**Pedido**
Segundo o trecho de referência, por quais nomes a figura do homem do saco pode ser identificada no folclore brasileiro?

Maria Lúcia Lopes Silva (2009, p. 105) confirma a complexidade e o esforço analítico necessário para identificar o fenômeno população em situação de rua. Ela constrói e analisa seis aspectos caraterísticos que contribuem para uma investigação mais apurada sobre o assunto, assim ela os apresenta: 1 – as múltiplas determinações; 2 – como uma expressão radical da questão social na contemporaneidade; 3 – a localização nos grandes centros urbanos; 4 – o preconceito como marca do grau de dignidade moral atribuído pela sociedade às pessoas atingidas pelo fenômeno; 5 – as particularidades vinculadas ao território em que se manifesta; e ainda, 6 – a tendência à naturalização do fenômeno. Tendo como âncora analítica a classificação de Silva, proponho um rearranjo dos aspectos por ela apresentados.

Para a reflexão que proponho fazer, sugiro tomarmos como referência para pensar as determinações estruturais do fenômeno população em situação de rua a interseção:

2.1. Homem do Saco, Vadio, Mendigo, Vagabundo, Desocupado, Nóia: Mudam-se os Termos, Mantem-se o Estigma
Existe uma figura folclórica que povoa o imaginário infantil, refiro-me ao homem do saco. Um sujeito velho, sujo, maltrapilho e que carrega um saco nas costas. Ele é um andarilho. Não há voz, apenas murmúrios e resmungos. Ninguém sabe onde ele mora e o conteúdo do seu saco. As crianças da minha idade sabiam bem o significado da frase: “Cuidado, o homem do saco vai te pegar”. Essa era a ameaça mais terrificante à qual a garotada podia ser exposta quando fazia alguma traquinagem ou malcriação. A intimidação oriunda da sinistra figura do homem do saco também era utilizada em outras situações, tais como esquivar-se dos brócolis, do espinafre, da rúcula ou de qualquer outra criatura verde que assentasse no prato. Ser flagrado brigando com os irmãos, ou ainda, arrumando confusão nas ruas, tinha quase sempre a mesma intimidação: “Vou te entregar para o homem do saco!”. Enfim, o temor que tínhamos desse sujeito era justificado, dada sua imagem tenebrosa, misteriosa e sua precariedade. A figura mitológica do homem do saco é diversa na cultura internacional, possui algumas explicações e nomenclaturas variadas. No folclore brasileiro ele pode ser identificado como: homem do saco, velho do saco, ou ainda, papa-figo. O objetivo aqui não é discorrer sobre as raízes folclóricas dessa figura, mas me interessa recuperar a representação imagética desse sujeito na vida contemporânea e cotidiana das cidades. Afinal, quem nunca sentiu medo do homem do saco? Quem nunca associou o homem do saco a um “mendigo” ou a uma pessoa com transtornos mentais perceptíveis?

**Informações fornecidas**

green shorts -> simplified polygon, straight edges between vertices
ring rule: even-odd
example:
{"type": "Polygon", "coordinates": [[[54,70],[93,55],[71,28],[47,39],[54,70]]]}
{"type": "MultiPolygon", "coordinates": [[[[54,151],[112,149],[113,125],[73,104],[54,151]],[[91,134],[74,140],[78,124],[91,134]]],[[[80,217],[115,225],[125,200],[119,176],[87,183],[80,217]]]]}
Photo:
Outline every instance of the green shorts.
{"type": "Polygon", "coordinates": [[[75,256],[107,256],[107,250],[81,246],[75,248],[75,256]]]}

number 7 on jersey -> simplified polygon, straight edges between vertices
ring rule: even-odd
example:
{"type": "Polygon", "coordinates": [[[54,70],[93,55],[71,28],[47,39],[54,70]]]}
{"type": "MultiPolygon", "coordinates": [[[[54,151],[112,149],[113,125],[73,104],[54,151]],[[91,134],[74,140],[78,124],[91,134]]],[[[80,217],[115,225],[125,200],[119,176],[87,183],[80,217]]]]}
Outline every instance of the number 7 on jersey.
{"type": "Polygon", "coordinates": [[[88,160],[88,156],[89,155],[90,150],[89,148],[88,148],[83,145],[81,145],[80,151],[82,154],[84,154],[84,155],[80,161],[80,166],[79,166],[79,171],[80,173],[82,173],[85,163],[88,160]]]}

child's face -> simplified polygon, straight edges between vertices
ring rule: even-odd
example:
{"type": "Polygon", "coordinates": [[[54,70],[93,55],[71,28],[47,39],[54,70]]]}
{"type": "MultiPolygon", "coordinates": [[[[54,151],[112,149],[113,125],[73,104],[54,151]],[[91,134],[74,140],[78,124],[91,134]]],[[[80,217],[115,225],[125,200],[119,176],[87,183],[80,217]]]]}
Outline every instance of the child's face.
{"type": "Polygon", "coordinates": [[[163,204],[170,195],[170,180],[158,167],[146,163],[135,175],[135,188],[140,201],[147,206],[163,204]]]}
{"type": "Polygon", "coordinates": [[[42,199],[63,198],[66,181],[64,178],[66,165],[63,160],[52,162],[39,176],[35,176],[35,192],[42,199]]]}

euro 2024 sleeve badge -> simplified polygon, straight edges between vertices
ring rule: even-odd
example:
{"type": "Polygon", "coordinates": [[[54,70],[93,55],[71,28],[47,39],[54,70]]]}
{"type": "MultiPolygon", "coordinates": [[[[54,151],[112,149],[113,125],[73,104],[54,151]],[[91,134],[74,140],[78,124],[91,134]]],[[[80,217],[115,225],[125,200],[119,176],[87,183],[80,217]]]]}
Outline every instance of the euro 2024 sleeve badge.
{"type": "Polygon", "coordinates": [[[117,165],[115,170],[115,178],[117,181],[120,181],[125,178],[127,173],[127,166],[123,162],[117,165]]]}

**Resposta correta**
Homem do saco, velho do saco ou papa-figo.